**** INFORMATION SUPPLIED

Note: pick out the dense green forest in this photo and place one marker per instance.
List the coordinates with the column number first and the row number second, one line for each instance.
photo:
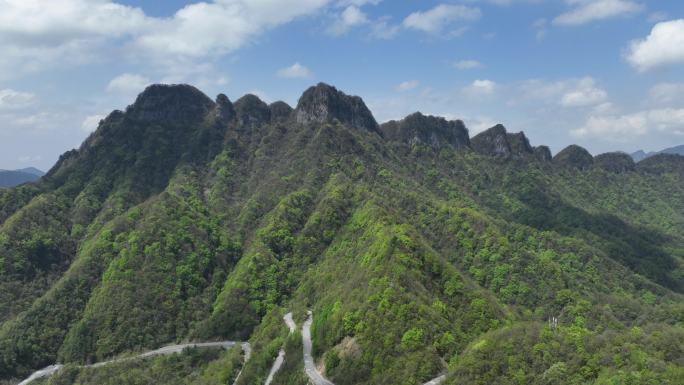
column 421, row 251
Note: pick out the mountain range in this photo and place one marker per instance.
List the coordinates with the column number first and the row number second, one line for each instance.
column 421, row 251
column 11, row 178
column 641, row 155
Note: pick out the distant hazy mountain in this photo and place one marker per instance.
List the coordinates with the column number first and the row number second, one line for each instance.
column 11, row 178
column 641, row 155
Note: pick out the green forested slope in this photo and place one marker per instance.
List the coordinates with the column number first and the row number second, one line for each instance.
column 418, row 252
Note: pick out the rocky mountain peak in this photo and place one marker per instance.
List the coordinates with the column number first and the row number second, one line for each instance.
column 574, row 156
column 175, row 104
column 617, row 162
column 224, row 108
column 324, row 103
column 542, row 153
column 519, row 143
column 492, row 142
column 280, row 110
column 431, row 131
column 251, row 110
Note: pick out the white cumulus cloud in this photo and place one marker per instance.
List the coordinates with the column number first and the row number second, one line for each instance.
column 438, row 18
column 407, row 85
column 295, row 71
column 467, row 64
column 11, row 99
column 351, row 17
column 626, row 127
column 663, row 46
column 128, row 83
column 667, row 92
column 584, row 94
column 586, row 11
column 480, row 88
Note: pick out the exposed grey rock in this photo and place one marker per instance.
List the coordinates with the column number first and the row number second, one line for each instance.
column 172, row 104
column 492, row 142
column 542, row 153
column 251, row 110
column 225, row 110
column 280, row 110
column 617, row 162
column 430, row 131
column 324, row 103
column 574, row 156
column 519, row 143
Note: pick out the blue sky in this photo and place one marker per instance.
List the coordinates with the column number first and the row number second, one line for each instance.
column 606, row 74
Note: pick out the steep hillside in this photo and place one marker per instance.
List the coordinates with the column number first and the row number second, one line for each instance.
column 11, row 178
column 420, row 251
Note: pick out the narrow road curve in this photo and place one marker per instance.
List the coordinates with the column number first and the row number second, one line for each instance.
column 309, row 365
column 281, row 354
column 166, row 350
column 436, row 381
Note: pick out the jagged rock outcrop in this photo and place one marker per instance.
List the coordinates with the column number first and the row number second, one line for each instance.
column 662, row 164
column 496, row 141
column 172, row 104
column 519, row 143
column 492, row 142
column 542, row 153
column 574, row 156
column 251, row 111
column 430, row 131
column 324, row 103
column 617, row 162
column 225, row 110
column 280, row 110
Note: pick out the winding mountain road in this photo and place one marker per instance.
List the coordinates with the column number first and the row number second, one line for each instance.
column 436, row 381
column 166, row 350
column 281, row 354
column 310, row 366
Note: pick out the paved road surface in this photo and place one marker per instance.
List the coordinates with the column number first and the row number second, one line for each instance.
column 171, row 349
column 42, row 373
column 290, row 322
column 309, row 365
column 281, row 354
column 436, row 381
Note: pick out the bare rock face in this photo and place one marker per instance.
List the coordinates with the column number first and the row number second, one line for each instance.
column 280, row 111
column 324, row 103
column 170, row 104
column 617, row 162
column 662, row 164
column 542, row 153
column 574, row 156
column 252, row 111
column 430, row 131
column 519, row 144
column 492, row 142
column 225, row 110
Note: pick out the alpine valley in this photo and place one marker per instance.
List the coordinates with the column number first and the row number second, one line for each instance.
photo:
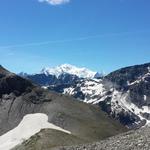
column 123, row 94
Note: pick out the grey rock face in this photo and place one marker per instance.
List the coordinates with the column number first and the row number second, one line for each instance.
column 20, row 97
column 133, row 140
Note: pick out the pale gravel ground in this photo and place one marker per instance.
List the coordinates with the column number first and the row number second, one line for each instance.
column 133, row 140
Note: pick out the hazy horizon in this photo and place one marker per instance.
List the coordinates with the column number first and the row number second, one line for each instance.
column 99, row 35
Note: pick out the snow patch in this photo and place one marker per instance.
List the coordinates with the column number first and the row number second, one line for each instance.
column 30, row 125
column 70, row 69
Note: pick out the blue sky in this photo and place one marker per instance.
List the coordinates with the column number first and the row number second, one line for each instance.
column 97, row 34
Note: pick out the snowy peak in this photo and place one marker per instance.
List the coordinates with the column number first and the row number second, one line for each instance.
column 69, row 69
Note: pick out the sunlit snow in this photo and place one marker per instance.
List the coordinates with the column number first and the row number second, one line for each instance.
column 30, row 125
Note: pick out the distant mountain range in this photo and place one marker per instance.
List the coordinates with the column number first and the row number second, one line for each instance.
column 124, row 94
column 42, row 119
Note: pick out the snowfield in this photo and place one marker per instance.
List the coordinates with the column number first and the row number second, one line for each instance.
column 70, row 69
column 30, row 125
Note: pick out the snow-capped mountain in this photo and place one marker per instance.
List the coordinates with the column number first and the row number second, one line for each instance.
column 61, row 75
column 69, row 69
column 123, row 94
column 29, row 112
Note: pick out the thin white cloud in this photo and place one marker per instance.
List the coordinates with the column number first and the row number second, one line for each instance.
column 55, row 2
column 83, row 38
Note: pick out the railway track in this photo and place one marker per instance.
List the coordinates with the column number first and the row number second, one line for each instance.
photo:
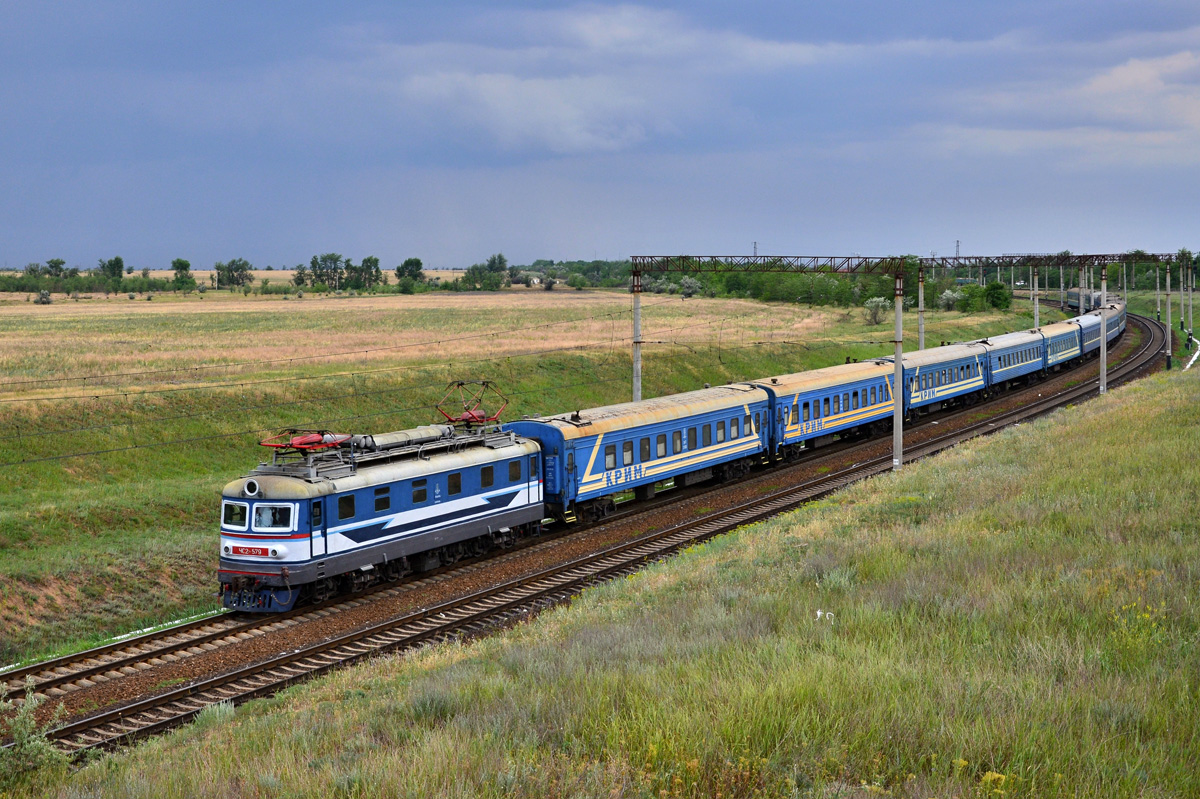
column 468, row 616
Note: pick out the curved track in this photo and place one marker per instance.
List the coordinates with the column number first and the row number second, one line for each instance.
column 473, row 614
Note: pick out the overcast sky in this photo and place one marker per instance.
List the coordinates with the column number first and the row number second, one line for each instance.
column 449, row 131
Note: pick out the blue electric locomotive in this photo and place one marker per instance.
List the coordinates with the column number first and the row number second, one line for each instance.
column 339, row 512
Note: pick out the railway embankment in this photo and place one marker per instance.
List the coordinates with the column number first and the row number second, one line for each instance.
column 1017, row 614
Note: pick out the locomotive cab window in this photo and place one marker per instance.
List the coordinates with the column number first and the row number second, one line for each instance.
column 383, row 499
column 234, row 515
column 273, row 517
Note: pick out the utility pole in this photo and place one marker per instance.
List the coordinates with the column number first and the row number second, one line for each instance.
column 1169, row 334
column 636, row 288
column 1104, row 332
column 921, row 307
column 898, row 382
column 1033, row 294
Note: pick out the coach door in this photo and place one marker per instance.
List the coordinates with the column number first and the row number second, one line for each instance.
column 319, row 528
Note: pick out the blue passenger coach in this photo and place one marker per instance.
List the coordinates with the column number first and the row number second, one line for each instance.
column 942, row 374
column 342, row 515
column 1014, row 355
column 592, row 455
column 811, row 407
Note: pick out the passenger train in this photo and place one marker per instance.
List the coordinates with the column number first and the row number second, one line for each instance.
column 335, row 512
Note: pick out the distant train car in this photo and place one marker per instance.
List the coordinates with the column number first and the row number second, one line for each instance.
column 337, row 512
column 1091, row 299
column 593, row 455
column 809, row 408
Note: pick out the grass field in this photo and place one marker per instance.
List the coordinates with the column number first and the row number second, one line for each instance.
column 1014, row 618
column 178, row 391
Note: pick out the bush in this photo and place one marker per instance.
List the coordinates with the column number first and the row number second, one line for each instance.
column 876, row 308
column 31, row 750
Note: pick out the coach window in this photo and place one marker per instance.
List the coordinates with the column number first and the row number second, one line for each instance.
column 383, row 499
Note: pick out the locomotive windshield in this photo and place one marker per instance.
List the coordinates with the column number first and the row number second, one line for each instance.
column 234, row 515
column 273, row 517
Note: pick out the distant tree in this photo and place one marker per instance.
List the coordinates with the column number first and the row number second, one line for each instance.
column 183, row 280
column 997, row 295
column 689, row 286
column 497, row 263
column 234, row 272
column 112, row 268
column 328, row 269
column 876, row 307
column 412, row 268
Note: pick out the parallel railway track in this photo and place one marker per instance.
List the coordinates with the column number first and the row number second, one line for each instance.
column 468, row 616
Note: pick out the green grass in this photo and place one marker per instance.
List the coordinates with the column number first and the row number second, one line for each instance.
column 1018, row 616
column 96, row 546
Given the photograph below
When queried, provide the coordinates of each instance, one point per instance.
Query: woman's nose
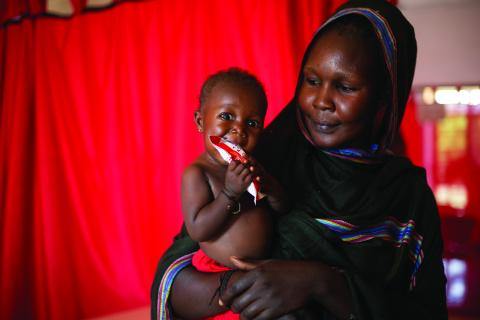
(323, 98)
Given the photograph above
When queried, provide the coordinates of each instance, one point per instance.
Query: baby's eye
(346, 88)
(253, 123)
(226, 116)
(312, 81)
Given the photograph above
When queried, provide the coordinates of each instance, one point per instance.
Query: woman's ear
(197, 117)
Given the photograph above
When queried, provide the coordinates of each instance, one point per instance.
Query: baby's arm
(205, 216)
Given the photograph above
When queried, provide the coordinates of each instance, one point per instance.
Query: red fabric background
(96, 127)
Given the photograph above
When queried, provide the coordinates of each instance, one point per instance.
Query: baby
(218, 213)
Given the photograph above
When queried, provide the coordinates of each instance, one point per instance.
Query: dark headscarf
(397, 39)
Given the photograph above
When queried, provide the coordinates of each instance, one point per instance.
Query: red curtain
(96, 127)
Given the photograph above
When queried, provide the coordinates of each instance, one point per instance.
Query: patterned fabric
(358, 155)
(390, 230)
(166, 284)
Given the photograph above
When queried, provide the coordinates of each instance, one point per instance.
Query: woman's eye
(225, 116)
(253, 123)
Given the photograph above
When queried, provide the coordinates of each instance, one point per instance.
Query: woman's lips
(325, 127)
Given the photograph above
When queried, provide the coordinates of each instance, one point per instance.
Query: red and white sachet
(230, 151)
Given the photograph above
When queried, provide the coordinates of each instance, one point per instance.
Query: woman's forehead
(340, 50)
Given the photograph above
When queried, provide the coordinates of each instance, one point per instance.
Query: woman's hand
(274, 288)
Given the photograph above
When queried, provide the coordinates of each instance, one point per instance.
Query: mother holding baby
(362, 240)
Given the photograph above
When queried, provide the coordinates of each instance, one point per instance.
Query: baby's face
(337, 93)
(232, 112)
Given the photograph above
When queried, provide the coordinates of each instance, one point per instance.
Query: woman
(363, 240)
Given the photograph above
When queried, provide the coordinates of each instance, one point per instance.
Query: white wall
(448, 37)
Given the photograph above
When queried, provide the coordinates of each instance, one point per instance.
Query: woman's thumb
(244, 264)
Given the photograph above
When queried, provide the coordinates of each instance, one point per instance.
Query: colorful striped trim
(357, 155)
(166, 285)
(390, 230)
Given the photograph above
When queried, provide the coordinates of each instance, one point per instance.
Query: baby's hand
(237, 178)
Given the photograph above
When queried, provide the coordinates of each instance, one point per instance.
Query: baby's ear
(197, 117)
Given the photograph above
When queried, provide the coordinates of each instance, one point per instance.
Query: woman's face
(337, 95)
(231, 112)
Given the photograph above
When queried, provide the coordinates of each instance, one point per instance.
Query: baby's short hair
(233, 76)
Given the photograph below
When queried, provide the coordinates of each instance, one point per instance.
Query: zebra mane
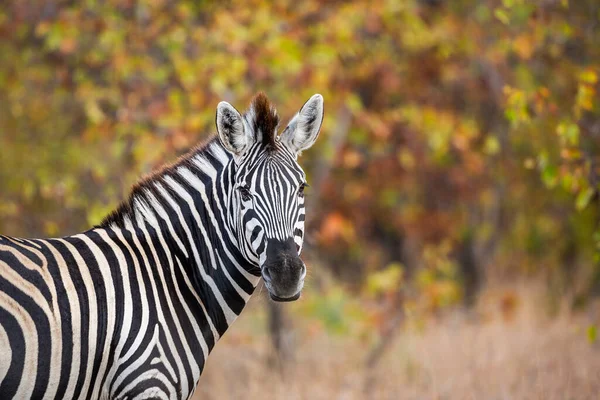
(147, 186)
(263, 118)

********

* THE TASK *
Look through the material above for the word "passenger" and copy every line that has it.

* TASK RESPONSE *
Note: pick out the blue passenger coach in this photo and place one marker per instance.
Note: pick out the passenger train in this photo and place one marker per instance.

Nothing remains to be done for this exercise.